[Object location annotation data]
····················
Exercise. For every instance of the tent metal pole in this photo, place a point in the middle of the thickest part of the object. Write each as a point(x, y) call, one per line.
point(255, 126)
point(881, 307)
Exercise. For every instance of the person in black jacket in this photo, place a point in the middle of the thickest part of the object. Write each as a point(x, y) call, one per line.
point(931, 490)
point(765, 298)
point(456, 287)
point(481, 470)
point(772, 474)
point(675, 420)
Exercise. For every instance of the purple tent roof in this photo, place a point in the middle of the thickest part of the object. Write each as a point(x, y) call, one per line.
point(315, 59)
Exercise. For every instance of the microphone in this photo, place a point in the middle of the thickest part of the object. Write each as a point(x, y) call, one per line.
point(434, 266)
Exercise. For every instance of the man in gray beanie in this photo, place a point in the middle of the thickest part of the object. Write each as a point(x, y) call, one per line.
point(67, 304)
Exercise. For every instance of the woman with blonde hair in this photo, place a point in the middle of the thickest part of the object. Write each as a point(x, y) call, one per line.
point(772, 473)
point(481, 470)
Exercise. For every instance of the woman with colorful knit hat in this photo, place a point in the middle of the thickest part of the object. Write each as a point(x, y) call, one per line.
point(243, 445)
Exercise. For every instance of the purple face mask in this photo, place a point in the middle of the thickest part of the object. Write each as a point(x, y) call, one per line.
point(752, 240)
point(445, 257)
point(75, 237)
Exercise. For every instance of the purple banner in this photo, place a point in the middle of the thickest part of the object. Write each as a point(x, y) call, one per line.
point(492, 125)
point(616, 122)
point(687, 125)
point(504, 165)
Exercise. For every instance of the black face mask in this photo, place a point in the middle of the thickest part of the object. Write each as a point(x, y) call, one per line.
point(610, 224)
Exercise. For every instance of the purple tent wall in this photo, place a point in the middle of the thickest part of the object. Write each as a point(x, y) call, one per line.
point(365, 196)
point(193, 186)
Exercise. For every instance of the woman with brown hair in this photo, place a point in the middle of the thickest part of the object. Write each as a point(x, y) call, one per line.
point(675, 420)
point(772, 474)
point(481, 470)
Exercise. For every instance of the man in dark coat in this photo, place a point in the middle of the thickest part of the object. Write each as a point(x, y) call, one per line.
····················
→ **What the task requires**
Copy out the lines from the one containing "Exercise. For every instance of the purple tent roof" through the one containing "point(504, 165)", inclusive, substituting "widest part" for "thickest part" and leaving everything else unchanged.

→ **Response for this exercise**
Exercise. For every instance of the purple tent roof in this photo, place a point in the middle of the widest part of the object. Write each as a point(x, y) call, one per line.
point(315, 59)
Exercise. For every instance of the microphone in this photo, place a point in the middle of the widest part of the object. Write each as a point(x, y) call, one per line.
point(434, 266)
Exercise. For every instance of the man in gray beanie in this photo, place a point in the middle of the widest part of the object. Write each as a point(x, y) call, one per line.
point(67, 304)
Exercise. For every instance of the woman with blonde hair in this photo, place a point in the middle of the widest part of the object. Write each as a point(x, y) call, one per line.
point(772, 473)
point(481, 470)
Exercise. For every instance of the woman with colorful knit hat in this photo, place a point in the middle of the widest part of the object. Write each as a point(x, y) call, one per line.
point(243, 445)
Exercise. For every instance of the purple face mask in this photo, place a point in the middle of the widest part of the object. Write each as a point(x, y) call, one per line.
point(752, 240)
point(445, 257)
point(75, 237)
Exercise. For every instance of the purple banner in this photo, place a point in the middle of the widest part of the object. Write each as a point(x, y) call, one per line.
point(492, 125)
point(616, 122)
point(687, 125)
point(504, 165)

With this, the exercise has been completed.